KURZE AUFGABE A: Kannst du den Abschnitt des Textes über das Kita-Eintrittsalter von „In Sachsen-Anhalt besuchen“ bis „Statistischen Landesamts hervor.“ noch einmal wiedergeben und dabei „Kita“ zu „Kindertageseinrichtung“ ändern?

DOKUMENTTEXT:
────────────────────
Im Durchschnitt besuchen Kinder mit Migrationshintergrund eine Kita erst im Alter von etwa zwei Jahren. Symbolfoto: Shutterstock/Rawpixel.com

In Sachsen-Anhalt besuchen Kinder aus Familien mit Migrationshintergrund deutlich später die Kita als Kinder aus deutschen Familien. Während das Durchschnittsalter bei Kindern ohne Migrationshintergrund zum Eintritt bei 1,01 Jahren liegt, sind Kinder mit Migrationshintergrund mehr als doppelt so alt (2,04 Jahre). Das geht es aus einer Übersicht des Statistischen Landesamts hervor.

«Migrantische Kinder besuchen im Durchschnitt etwas später eine Kindertageseinrichtung, was teilweise auf ihre Fluchtbiografie zurückgeführt werden kann», so ein Sprecher von Sozialministerin Petra Grimm-Benne (SPD). Dabei ist das Kita-Eintrittsalter in den vergangenen Jahren leicht angestiegen – von 1,88 Jahren 2020 auf 2,04 Jahre aktuell. Eine mögliche Erklärung ist, dass in diesem Zeitraum etwa ukrainische Familien in das Land gekommen sind und darunter auch einige Kinder waren, die im Alter zwischen zwei und sechs Jahren in die Kita gestartet sind.
────────────────────
Gespeicherte Einträge:
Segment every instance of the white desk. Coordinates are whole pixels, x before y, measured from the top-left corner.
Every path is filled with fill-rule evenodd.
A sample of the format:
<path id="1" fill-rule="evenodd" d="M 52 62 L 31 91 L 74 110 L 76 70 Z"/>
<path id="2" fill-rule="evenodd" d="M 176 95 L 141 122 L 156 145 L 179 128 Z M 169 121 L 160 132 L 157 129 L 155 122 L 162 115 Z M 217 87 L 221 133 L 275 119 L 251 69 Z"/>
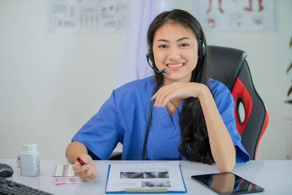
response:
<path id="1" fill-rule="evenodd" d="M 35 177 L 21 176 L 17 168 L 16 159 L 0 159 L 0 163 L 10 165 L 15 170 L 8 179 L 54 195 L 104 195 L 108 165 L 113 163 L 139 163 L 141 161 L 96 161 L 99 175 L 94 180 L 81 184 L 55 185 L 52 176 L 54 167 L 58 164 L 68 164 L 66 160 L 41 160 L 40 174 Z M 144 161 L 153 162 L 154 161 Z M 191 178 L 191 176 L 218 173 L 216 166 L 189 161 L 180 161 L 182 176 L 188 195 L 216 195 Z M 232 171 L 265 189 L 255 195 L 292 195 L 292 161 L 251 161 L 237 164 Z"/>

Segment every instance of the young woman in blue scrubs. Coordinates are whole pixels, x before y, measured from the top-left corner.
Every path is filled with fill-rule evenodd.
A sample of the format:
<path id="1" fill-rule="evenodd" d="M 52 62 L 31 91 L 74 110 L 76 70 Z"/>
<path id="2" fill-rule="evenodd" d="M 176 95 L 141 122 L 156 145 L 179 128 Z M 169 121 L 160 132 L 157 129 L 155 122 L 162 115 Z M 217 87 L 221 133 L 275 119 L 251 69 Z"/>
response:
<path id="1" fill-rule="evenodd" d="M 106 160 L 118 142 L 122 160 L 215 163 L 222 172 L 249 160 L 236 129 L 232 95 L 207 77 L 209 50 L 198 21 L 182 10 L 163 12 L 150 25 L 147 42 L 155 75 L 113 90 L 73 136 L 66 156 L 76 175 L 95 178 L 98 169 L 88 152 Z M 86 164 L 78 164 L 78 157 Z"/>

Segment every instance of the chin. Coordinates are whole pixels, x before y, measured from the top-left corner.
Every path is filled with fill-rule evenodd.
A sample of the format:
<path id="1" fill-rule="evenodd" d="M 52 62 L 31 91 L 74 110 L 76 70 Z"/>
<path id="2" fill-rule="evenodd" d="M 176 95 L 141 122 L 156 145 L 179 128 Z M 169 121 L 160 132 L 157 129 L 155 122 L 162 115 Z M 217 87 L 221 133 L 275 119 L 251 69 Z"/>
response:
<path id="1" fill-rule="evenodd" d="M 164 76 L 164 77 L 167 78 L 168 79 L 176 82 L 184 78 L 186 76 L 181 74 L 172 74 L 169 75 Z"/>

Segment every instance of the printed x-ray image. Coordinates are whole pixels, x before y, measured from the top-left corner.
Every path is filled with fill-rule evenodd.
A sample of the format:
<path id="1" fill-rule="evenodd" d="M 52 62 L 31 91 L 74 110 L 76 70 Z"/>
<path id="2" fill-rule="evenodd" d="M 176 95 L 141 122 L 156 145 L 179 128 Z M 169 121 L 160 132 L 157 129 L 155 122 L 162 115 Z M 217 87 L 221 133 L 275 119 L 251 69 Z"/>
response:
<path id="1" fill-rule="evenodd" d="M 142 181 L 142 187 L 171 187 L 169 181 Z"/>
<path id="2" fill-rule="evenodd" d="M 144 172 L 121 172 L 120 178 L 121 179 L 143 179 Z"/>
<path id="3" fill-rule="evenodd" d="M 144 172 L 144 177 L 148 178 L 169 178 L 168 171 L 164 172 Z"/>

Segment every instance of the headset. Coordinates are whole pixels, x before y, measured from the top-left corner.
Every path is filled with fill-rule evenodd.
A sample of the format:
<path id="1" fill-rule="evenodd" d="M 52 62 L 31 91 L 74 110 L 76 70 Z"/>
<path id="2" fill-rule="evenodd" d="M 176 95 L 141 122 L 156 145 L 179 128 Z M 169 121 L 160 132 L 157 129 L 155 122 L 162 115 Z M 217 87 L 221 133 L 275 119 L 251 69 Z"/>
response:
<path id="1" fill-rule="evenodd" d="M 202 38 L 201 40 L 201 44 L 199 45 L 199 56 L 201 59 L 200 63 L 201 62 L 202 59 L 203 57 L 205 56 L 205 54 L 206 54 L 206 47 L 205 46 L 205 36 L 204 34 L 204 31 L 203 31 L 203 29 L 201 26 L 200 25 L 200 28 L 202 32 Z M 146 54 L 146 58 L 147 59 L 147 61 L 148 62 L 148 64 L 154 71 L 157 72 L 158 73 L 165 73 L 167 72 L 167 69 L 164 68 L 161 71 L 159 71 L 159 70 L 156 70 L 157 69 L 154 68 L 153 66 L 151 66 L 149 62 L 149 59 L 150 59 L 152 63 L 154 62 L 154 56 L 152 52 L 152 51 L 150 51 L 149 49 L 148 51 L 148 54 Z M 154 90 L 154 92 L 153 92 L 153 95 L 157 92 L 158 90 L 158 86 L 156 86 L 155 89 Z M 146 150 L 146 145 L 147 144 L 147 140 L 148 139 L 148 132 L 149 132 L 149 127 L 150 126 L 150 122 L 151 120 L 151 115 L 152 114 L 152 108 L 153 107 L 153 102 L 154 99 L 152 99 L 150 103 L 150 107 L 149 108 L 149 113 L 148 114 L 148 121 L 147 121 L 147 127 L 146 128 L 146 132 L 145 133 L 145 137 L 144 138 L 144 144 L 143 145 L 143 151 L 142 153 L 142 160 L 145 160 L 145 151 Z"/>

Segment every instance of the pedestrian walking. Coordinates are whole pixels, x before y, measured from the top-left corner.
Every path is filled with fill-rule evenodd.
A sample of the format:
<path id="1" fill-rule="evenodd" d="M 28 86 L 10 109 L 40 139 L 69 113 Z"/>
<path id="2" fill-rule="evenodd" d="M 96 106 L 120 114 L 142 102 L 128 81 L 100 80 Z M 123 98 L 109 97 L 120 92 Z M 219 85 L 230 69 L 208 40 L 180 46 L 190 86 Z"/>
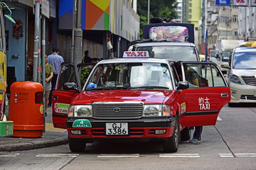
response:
────────────────────
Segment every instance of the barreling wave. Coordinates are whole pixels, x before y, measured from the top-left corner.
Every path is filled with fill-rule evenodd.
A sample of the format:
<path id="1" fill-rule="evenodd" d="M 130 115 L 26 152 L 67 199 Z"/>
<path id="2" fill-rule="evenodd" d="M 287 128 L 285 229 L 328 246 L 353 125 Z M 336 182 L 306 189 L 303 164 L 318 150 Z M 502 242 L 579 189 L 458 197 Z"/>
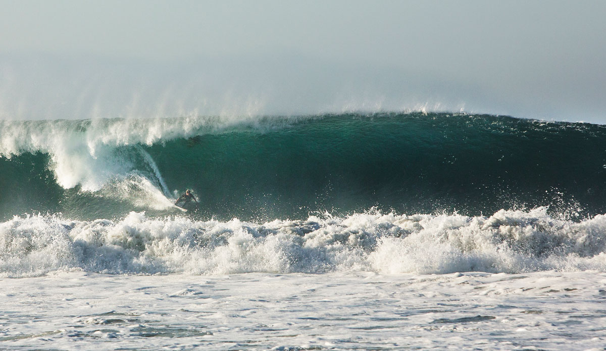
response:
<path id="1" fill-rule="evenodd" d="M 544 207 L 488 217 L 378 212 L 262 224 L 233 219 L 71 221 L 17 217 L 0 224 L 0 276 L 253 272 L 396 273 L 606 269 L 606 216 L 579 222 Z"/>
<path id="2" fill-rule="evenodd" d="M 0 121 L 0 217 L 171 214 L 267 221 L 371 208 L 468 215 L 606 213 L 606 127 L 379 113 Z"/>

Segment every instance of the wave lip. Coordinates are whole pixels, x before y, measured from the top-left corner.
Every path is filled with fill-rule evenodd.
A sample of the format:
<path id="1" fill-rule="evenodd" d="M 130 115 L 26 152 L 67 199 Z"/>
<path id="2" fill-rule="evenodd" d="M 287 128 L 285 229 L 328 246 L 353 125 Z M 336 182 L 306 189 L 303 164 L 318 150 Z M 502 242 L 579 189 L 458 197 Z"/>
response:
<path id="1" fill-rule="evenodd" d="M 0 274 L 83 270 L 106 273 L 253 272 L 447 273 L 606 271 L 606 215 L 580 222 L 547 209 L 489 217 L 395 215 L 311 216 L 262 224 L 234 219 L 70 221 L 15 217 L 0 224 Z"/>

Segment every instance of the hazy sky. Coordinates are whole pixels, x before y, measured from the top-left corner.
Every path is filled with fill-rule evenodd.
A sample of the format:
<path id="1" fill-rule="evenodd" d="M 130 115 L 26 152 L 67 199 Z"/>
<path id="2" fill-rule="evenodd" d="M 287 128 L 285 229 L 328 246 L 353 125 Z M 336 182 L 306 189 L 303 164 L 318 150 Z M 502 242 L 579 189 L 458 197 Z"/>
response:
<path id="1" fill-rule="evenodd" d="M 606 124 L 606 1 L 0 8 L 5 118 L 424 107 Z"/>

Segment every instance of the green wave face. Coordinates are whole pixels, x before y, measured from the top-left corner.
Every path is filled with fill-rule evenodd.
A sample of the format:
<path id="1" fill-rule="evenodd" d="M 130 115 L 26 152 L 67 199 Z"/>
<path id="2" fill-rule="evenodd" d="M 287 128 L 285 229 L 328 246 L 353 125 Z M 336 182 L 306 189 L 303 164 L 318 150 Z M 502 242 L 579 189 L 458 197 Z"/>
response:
────────────────────
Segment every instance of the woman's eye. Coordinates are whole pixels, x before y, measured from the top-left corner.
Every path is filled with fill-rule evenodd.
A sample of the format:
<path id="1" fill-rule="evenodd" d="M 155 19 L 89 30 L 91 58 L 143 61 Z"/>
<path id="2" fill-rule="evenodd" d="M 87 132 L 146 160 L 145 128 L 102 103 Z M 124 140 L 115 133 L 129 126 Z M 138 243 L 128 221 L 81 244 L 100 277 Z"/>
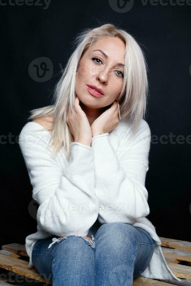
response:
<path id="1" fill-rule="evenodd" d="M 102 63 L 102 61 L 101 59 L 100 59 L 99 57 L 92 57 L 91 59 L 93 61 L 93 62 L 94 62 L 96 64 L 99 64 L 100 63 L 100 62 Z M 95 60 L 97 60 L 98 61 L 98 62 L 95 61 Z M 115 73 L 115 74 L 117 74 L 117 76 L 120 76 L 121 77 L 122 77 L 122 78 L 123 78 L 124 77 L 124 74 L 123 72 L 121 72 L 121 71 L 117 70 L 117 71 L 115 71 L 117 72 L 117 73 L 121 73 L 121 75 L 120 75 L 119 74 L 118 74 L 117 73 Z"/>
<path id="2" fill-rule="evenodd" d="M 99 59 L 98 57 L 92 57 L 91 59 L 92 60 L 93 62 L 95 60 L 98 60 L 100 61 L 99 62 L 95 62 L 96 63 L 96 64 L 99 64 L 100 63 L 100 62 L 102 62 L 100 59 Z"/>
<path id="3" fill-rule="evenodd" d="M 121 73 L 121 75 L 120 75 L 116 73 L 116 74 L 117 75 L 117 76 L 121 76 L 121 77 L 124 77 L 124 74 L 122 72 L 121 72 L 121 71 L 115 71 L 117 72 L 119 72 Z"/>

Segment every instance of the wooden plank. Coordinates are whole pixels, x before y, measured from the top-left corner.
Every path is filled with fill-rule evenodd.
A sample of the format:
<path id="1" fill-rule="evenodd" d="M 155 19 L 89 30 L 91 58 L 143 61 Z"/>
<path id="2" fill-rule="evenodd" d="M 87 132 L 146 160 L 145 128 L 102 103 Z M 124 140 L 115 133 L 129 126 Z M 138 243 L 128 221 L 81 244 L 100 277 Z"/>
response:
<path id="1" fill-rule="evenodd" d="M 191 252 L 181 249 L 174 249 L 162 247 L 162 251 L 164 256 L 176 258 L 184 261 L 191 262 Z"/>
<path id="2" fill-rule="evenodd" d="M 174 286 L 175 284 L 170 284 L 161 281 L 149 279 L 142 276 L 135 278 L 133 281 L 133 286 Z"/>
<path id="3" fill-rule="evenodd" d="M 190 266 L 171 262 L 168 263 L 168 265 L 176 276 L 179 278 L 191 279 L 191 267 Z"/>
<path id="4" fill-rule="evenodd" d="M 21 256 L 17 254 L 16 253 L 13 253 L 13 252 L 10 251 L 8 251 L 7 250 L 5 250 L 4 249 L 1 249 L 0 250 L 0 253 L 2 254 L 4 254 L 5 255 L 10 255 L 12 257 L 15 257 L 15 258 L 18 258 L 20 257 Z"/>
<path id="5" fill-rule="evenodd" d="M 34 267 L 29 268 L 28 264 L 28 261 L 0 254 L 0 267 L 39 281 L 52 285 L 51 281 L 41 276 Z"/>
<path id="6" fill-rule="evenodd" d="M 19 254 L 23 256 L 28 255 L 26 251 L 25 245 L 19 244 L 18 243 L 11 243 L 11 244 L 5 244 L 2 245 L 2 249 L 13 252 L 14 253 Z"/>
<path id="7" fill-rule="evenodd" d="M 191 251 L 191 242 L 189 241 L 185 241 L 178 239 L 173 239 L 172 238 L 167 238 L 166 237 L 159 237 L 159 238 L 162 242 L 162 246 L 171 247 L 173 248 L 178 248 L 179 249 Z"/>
────────────────────
KURZE AUFGABE B: Welche Zeilen der Einträge enthalten das Wort „Segment“? Zieh jede davon unverändert heraus.

LÖSUNG A:
In Sachsen-Anhalt besuchen Kinder aus Familien mit Migrationshintergrund deutlich später die Kindertageseinrichtung als Kinder aus deutschen Familien. Während das Durchschnittsalter bei Kindern ohne Migrationshintergrund zum Eintritt bei 1,01 Jahren liegt, sind Kinder mit Migrationshintergrund mehr als doppelt so alt (2,04 Jahre). Das geht es aus einer Übersicht des Statistischen Landesamts hervor.

LÖSUNG B:
Segment every instance of the white desk. Coordinates are whole pixels, x before y, measured from the top-left corner.
Segment every instance of the young woman in blue scrubs. Coordinates are whole pixels, x before y, measured from the top-left corner.
Segment every instance of the chin. Coordinates are whole pixels, x before y, measured from the top-left corner.
Segment every instance of the printed x-ray image. Coordinates are whole pixels, x before y, measured from the top-left corner.
Segment every instance of the headset. Coordinates are whole pixels, x before y, measured from the top-left corner.
Segment every instance of the pedestrian walking. Coordinates are whole pixels, x before y, measured from the top-left corner.
Segment every instance of the barreling wave. Coordinates are whole pixels, x before y, measured from the top-left corner.
Segment every instance of the wave lip. Coordinates are whole pixels, x before y, measured from the top-left corner.
Segment every instance of the hazy sky. Coordinates are whole pixels, x before y, measured from the top-left corner.
Segment every instance of the green wave face. Coordinates are whole pixels, x before y, measured from the top-left corner.
Segment every instance of the woman's eye. Coordinates are whole pixels, x before y, measured from the top-left corner.
Segment every instance of the wooden plank. Coordinates are whole pixels, x before y, measured from the top-left corner.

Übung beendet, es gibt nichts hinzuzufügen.